▶ _REQUIREMENTS_
From the records below, extract all the text exactly and leave the images behind.

-- begin --

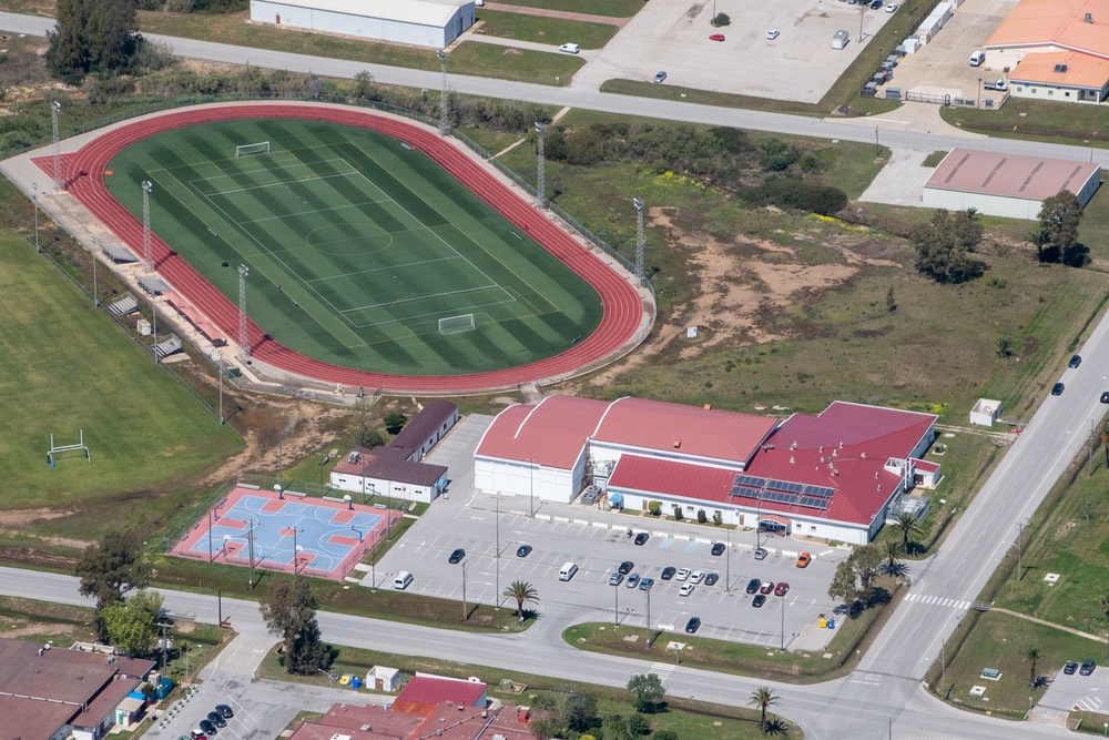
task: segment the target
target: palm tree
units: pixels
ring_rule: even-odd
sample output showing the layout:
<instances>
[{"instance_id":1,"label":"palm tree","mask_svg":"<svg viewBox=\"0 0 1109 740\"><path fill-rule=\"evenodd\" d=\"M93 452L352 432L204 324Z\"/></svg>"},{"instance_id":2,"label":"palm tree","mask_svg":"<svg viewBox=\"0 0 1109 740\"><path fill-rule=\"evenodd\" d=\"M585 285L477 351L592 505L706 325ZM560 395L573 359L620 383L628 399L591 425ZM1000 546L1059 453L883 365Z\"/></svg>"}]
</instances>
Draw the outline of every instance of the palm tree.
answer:
<instances>
[{"instance_id":1,"label":"palm tree","mask_svg":"<svg viewBox=\"0 0 1109 740\"><path fill-rule=\"evenodd\" d=\"M509 599L516 599L516 616L519 617L520 620L523 619L523 605L527 601L535 601L536 604L539 604L539 591L537 591L536 587L526 580L513 580L508 585L508 588L505 589L505 592L501 594L501 596Z\"/></svg>"},{"instance_id":2,"label":"palm tree","mask_svg":"<svg viewBox=\"0 0 1109 740\"><path fill-rule=\"evenodd\" d=\"M916 515L910 511L902 511L897 515L897 519L894 520L894 528L899 529L902 533L902 545L905 551L908 553L908 538L913 535L919 535L920 524L916 520Z\"/></svg>"},{"instance_id":3,"label":"palm tree","mask_svg":"<svg viewBox=\"0 0 1109 740\"><path fill-rule=\"evenodd\" d=\"M882 548L882 557L886 559L885 571L887 574L897 572L901 565L902 546L896 539L887 539Z\"/></svg>"},{"instance_id":4,"label":"palm tree","mask_svg":"<svg viewBox=\"0 0 1109 740\"><path fill-rule=\"evenodd\" d=\"M1028 687L1036 688L1036 661L1039 660L1039 648L1035 645L1025 646L1020 657L1028 661Z\"/></svg>"},{"instance_id":5,"label":"palm tree","mask_svg":"<svg viewBox=\"0 0 1109 740\"><path fill-rule=\"evenodd\" d=\"M760 686L757 689L751 692L751 700L747 701L747 707L759 707L762 712L762 732L766 734L766 708L776 707L780 699L774 696L765 686Z\"/></svg>"},{"instance_id":6,"label":"palm tree","mask_svg":"<svg viewBox=\"0 0 1109 740\"><path fill-rule=\"evenodd\" d=\"M1109 594L1101 597L1101 614L1106 616L1106 621L1109 622Z\"/></svg>"}]
</instances>

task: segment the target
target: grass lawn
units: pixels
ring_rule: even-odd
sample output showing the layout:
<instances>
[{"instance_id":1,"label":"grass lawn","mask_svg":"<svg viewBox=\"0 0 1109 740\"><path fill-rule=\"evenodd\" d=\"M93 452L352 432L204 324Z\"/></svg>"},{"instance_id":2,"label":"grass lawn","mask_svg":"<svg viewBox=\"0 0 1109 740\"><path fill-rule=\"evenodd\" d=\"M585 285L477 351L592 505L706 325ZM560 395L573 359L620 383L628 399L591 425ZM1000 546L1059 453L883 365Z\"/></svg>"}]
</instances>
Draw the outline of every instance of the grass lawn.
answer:
<instances>
[{"instance_id":1,"label":"grass lawn","mask_svg":"<svg viewBox=\"0 0 1109 740\"><path fill-rule=\"evenodd\" d=\"M236 143L271 152L235 158ZM192 125L120 152L110 192L285 346L345 367L455 375L567 349L601 318L580 277L418 151L357 126ZM295 183L295 184L292 184ZM227 265L227 266L224 266ZM444 335L439 320L472 315Z\"/></svg>"},{"instance_id":2,"label":"grass lawn","mask_svg":"<svg viewBox=\"0 0 1109 740\"><path fill-rule=\"evenodd\" d=\"M611 714L622 714L628 717L634 713L632 707L632 695L624 689L617 689L603 686L593 686L587 682L573 683L566 679L548 678L545 676L533 676L519 673L500 668L489 668L480 665L456 663L448 660L436 660L434 658L418 658L409 656L377 652L374 650L362 650L358 648L338 647L338 658L332 668L335 673L348 673L352 676L365 676L366 671L374 666L390 666L399 668L404 680L407 680L416 671L448 676L452 678L466 679L477 676L489 685L489 698L499 699L506 703L530 704L535 697L552 690L571 690L582 693L591 693L597 697L598 718ZM272 651L266 655L258 667L258 678L275 681L292 681L295 683L309 683L313 686L327 686L327 678L322 673L315 676L289 676L281 666L277 656ZM517 686L522 686L522 693L512 691L501 691L498 687L502 681L511 681ZM347 702L356 701L356 693L372 693L365 690L355 692L350 690ZM745 700L745 697L741 698ZM782 707L783 710L787 709ZM773 716L771 713L771 716ZM711 737L714 740L754 740L765 737L761 734L759 727L759 712L746 707L724 707L721 704L710 704L700 701L691 701L684 698L668 697L667 704L662 711L648 714L653 732L659 730L673 730L682 740L692 738ZM783 730L776 737L800 740L804 733L800 728L780 720ZM594 732L600 734L599 731Z\"/></svg>"},{"instance_id":3,"label":"grass lawn","mask_svg":"<svg viewBox=\"0 0 1109 740\"><path fill-rule=\"evenodd\" d=\"M569 21L488 9L478 9L478 18L481 20L481 31L487 36L553 45L572 41L582 49L600 49L620 30L611 23Z\"/></svg>"},{"instance_id":4,"label":"grass lawn","mask_svg":"<svg viewBox=\"0 0 1109 740\"><path fill-rule=\"evenodd\" d=\"M1009 98L998 111L964 108L940 108L939 111L953 125L991 136L1109 146L1109 128L1101 105Z\"/></svg>"},{"instance_id":5,"label":"grass lawn","mask_svg":"<svg viewBox=\"0 0 1109 740\"><path fill-rule=\"evenodd\" d=\"M4 508L80 509L181 486L238 448L227 427L92 306L49 261L12 232L0 233L0 476ZM105 403L105 399L111 399ZM84 430L92 462L55 444ZM125 506L125 505L123 505ZM84 535L114 521L84 521Z\"/></svg>"}]
</instances>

-- end --

▶ _ANSWER TO THE PROBLEM_
task: segment the target
target: palm tree
units: pixels
ring_rule: even-odd
sample output showing the layout:
<instances>
[{"instance_id":1,"label":"palm tree","mask_svg":"<svg viewBox=\"0 0 1109 740\"><path fill-rule=\"evenodd\" d=\"M93 452L352 432L204 324Z\"/></svg>"},{"instance_id":2,"label":"palm tree","mask_svg":"<svg viewBox=\"0 0 1109 740\"><path fill-rule=\"evenodd\" d=\"M585 285L477 351L592 505L706 325ZM560 395L573 359L620 383L628 399L591 425ZM1000 546L1059 453L883 365Z\"/></svg>"}]
</instances>
Draw the outline of every instance of the palm tree.
answer:
<instances>
[{"instance_id":1,"label":"palm tree","mask_svg":"<svg viewBox=\"0 0 1109 740\"><path fill-rule=\"evenodd\" d=\"M509 599L516 599L516 616L519 617L520 620L523 619L523 605L527 601L535 601L536 604L539 604L539 591L537 591L536 587L526 580L513 580L508 585L508 588L505 589L505 592L501 594L501 596Z\"/></svg>"},{"instance_id":2,"label":"palm tree","mask_svg":"<svg viewBox=\"0 0 1109 740\"><path fill-rule=\"evenodd\" d=\"M916 515L910 511L902 511L897 515L897 519L894 520L894 528L899 529L902 533L902 545L905 551L908 553L908 538L913 535L919 535L920 524L916 520Z\"/></svg>"},{"instance_id":3,"label":"palm tree","mask_svg":"<svg viewBox=\"0 0 1109 740\"><path fill-rule=\"evenodd\" d=\"M882 548L882 557L886 559L885 571L887 574L897 572L901 565L902 546L896 539L887 539Z\"/></svg>"},{"instance_id":4,"label":"palm tree","mask_svg":"<svg viewBox=\"0 0 1109 740\"><path fill-rule=\"evenodd\" d=\"M1028 687L1036 688L1036 661L1039 660L1039 648L1035 645L1025 646L1020 657L1028 661Z\"/></svg>"},{"instance_id":5,"label":"palm tree","mask_svg":"<svg viewBox=\"0 0 1109 740\"><path fill-rule=\"evenodd\" d=\"M760 686L757 689L751 692L751 700L747 701L747 707L759 707L762 712L762 732L766 734L766 708L776 707L780 699L774 696L765 686Z\"/></svg>"},{"instance_id":6,"label":"palm tree","mask_svg":"<svg viewBox=\"0 0 1109 740\"><path fill-rule=\"evenodd\" d=\"M1109 594L1101 597L1101 614L1106 616L1106 621L1109 622Z\"/></svg>"}]
</instances>

task: segment the target
target: grass lawn
units: pixels
ring_rule: even-odd
sample output showing the layout:
<instances>
[{"instance_id":1,"label":"grass lawn","mask_svg":"<svg viewBox=\"0 0 1109 740\"><path fill-rule=\"evenodd\" d=\"M93 452L352 432L204 324Z\"/></svg>"},{"instance_id":2,"label":"grass lawn","mask_svg":"<svg viewBox=\"0 0 1109 740\"><path fill-rule=\"evenodd\" d=\"M585 285L477 351L592 505L706 325ZM560 395L573 359L620 383L628 399L591 425ZM1000 546L1059 453L883 365Z\"/></svg>"}]
</instances>
Draw the outline of every instance of the grass lawn.
answer:
<instances>
[{"instance_id":1,"label":"grass lawn","mask_svg":"<svg viewBox=\"0 0 1109 740\"><path fill-rule=\"evenodd\" d=\"M236 143L271 152L235 158ZM192 125L120 152L110 192L285 346L345 367L455 375L567 349L601 318L580 277L418 151L357 126ZM295 183L295 184L292 184ZM227 265L227 266L224 266ZM444 335L439 320L472 315Z\"/></svg>"},{"instance_id":2,"label":"grass lawn","mask_svg":"<svg viewBox=\"0 0 1109 740\"><path fill-rule=\"evenodd\" d=\"M611 714L622 714L628 717L634 713L632 707L632 695L624 689L617 689L603 686L593 686L587 682L573 683L566 679L548 678L545 676L533 676L519 673L500 668L489 668L480 665L456 663L448 660L436 660L434 658L418 658L409 656L377 652L374 650L362 650L358 648L338 647L338 658L332 668L335 673L348 673L352 676L365 676L366 671L374 666L390 666L399 668L404 680L407 680L416 671L448 676L452 678L466 679L477 676L489 685L489 698L499 699L506 703L530 704L535 697L552 690L571 690L582 693L591 693L597 697L598 718ZM272 651L266 655L258 667L258 678L275 681L292 681L295 683L309 683L313 686L327 686L327 678L322 673L315 676L289 676L281 666L277 656ZM517 686L522 686L522 693L512 691L501 691L498 687L502 681L511 681ZM347 702L356 701L356 693L372 693L365 690L355 692L350 690ZM745 700L745 697L741 698ZM782 707L783 710L787 709ZM773 716L771 713L771 716ZM711 737L714 740L754 740L765 737L761 734L759 727L759 712L746 707L724 707L721 704L710 704L700 701L691 701L684 698L668 697L667 704L662 711L648 714L653 732L659 730L673 730L682 740L692 738ZM783 730L776 737L800 740L804 733L800 728L780 720ZM594 732L600 734L599 731Z\"/></svg>"},{"instance_id":3,"label":"grass lawn","mask_svg":"<svg viewBox=\"0 0 1109 740\"><path fill-rule=\"evenodd\" d=\"M569 21L488 9L478 9L478 18L481 20L481 31L487 36L553 45L572 41L582 49L600 49L620 30L611 23Z\"/></svg>"},{"instance_id":4,"label":"grass lawn","mask_svg":"<svg viewBox=\"0 0 1109 740\"><path fill-rule=\"evenodd\" d=\"M1009 98L998 111L964 108L940 108L939 111L953 125L991 136L1109 146L1109 128L1101 105Z\"/></svg>"},{"instance_id":5,"label":"grass lawn","mask_svg":"<svg viewBox=\"0 0 1109 740\"><path fill-rule=\"evenodd\" d=\"M4 508L80 509L181 486L238 448L227 427L92 306L49 261L12 232L0 233L0 476ZM105 403L105 399L111 399ZM84 430L92 462L55 444ZM125 506L125 505L123 505ZM84 535L114 521L84 521Z\"/></svg>"}]
</instances>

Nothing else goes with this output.